Dataset entries
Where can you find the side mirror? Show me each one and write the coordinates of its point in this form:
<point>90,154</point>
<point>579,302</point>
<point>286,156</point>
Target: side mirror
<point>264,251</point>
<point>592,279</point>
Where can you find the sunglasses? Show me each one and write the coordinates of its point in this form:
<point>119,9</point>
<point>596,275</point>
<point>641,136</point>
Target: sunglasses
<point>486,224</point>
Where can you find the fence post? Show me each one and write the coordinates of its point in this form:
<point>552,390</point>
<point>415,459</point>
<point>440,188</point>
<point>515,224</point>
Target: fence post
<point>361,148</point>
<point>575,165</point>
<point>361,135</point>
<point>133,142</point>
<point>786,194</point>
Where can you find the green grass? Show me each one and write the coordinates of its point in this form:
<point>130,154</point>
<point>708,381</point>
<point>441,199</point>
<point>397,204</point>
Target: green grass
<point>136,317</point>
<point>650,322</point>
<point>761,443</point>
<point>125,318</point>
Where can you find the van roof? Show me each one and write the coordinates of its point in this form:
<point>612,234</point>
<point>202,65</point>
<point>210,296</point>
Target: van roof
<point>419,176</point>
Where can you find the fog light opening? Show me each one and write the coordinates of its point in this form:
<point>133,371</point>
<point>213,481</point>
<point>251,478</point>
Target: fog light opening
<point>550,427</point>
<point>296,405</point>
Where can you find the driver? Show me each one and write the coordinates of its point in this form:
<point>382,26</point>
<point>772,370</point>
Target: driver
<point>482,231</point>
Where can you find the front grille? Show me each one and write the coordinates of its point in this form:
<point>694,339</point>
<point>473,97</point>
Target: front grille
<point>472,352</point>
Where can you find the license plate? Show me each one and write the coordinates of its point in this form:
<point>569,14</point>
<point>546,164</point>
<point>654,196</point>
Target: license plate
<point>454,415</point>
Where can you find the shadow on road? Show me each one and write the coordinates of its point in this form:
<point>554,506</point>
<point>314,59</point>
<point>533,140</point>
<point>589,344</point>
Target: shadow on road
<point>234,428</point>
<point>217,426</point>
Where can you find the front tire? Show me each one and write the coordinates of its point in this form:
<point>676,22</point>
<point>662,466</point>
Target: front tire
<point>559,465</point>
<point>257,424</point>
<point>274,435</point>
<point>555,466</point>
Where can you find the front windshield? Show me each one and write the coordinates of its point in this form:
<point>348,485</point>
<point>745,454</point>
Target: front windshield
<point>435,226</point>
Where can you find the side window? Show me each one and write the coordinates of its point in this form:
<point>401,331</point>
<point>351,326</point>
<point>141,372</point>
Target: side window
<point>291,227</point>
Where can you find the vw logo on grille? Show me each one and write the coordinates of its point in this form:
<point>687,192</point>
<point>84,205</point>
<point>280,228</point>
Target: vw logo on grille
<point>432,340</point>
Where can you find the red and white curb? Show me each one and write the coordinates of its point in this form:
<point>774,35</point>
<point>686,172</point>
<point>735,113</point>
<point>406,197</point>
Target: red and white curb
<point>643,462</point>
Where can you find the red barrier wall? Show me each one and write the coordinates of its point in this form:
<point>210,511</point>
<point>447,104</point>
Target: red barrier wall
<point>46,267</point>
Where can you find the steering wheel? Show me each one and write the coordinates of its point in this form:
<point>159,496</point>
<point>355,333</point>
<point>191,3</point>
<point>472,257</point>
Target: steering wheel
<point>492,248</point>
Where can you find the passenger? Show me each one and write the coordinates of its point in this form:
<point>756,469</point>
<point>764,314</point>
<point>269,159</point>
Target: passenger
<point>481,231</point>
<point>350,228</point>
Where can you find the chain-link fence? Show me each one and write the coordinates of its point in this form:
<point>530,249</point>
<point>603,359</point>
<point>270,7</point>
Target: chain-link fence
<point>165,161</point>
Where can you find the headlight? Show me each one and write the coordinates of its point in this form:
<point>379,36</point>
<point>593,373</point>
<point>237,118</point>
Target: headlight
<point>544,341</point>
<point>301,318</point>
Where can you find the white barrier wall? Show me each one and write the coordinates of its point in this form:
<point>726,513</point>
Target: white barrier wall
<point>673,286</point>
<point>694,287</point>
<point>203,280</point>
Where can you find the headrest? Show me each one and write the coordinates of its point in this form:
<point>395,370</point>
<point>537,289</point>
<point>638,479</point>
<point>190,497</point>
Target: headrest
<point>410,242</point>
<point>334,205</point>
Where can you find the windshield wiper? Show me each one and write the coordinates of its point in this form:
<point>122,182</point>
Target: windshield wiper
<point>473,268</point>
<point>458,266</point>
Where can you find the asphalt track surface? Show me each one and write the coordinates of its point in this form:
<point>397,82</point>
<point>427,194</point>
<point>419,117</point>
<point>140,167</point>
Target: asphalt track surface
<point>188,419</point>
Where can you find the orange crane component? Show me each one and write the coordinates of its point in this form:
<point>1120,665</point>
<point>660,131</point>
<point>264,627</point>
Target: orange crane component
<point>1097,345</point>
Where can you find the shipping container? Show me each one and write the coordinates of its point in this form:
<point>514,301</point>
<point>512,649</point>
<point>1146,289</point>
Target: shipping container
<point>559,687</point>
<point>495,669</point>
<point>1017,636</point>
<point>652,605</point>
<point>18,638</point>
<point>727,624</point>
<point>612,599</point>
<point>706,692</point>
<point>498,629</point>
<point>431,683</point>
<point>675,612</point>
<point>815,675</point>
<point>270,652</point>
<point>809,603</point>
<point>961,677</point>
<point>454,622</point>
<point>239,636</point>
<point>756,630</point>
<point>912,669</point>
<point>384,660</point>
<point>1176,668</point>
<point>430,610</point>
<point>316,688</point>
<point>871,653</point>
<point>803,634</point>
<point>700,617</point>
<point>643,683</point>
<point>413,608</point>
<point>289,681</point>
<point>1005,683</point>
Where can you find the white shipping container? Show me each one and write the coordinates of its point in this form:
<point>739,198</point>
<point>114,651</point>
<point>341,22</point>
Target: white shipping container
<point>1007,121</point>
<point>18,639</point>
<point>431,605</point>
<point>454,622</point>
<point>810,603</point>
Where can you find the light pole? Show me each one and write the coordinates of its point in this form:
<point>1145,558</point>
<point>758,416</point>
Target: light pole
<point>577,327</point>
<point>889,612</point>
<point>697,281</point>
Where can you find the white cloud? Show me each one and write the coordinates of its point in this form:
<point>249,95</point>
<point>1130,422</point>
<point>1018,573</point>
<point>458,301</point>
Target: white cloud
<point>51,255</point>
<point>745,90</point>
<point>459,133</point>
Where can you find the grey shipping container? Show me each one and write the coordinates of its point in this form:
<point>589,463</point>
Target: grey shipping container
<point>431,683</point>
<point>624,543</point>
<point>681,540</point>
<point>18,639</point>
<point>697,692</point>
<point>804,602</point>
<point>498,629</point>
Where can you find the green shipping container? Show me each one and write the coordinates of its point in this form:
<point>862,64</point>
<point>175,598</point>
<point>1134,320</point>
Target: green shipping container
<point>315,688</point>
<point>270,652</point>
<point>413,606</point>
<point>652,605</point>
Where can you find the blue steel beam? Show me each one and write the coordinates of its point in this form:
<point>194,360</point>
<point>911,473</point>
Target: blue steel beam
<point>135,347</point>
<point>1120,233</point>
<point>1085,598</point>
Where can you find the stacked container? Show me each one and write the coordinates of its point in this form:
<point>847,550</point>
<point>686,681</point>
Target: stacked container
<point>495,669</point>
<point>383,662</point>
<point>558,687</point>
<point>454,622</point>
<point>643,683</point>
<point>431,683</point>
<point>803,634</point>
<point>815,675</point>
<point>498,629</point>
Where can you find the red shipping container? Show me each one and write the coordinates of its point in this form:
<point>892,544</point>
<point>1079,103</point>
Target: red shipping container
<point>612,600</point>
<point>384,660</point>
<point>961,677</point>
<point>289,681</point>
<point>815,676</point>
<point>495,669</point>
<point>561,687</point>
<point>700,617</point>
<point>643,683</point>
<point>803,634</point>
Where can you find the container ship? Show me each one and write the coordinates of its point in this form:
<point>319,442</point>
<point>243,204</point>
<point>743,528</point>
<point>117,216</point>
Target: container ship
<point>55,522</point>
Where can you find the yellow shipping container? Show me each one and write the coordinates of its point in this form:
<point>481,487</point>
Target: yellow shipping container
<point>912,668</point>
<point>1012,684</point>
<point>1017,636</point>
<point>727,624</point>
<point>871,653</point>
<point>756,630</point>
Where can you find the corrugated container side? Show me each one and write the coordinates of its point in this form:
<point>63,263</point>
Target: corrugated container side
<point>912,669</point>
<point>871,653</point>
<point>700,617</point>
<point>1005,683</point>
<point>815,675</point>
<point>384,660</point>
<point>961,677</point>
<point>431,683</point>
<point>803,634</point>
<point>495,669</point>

*Short problem:* Copy out verbatim the lines of the items above, starting with the line containing "Where can you find the red and" and going on through the line containing "<point>350,228</point>".

*Output below:*
Where can you find the red and white curb? Show me each one and write the coordinates of its point in this form:
<point>774,35</point>
<point>686,172</point>
<point>735,113</point>
<point>406,197</point>
Target: red and white curb
<point>643,462</point>
Where can you find the red barrier wall? Show me each one and write the coordinates of its point in this form:
<point>210,511</point>
<point>447,104</point>
Target: red barrier wall
<point>46,267</point>
Where can you find the steering wheel? Show me each one and write the coordinates of its point in this form:
<point>159,496</point>
<point>355,333</point>
<point>191,3</point>
<point>472,257</point>
Target: steering wheel
<point>492,248</point>
Where can you find the passenger? Show me each one and write the coordinates of its point in this form:
<point>756,469</point>
<point>764,314</point>
<point>269,159</point>
Target: passenger
<point>481,231</point>
<point>350,228</point>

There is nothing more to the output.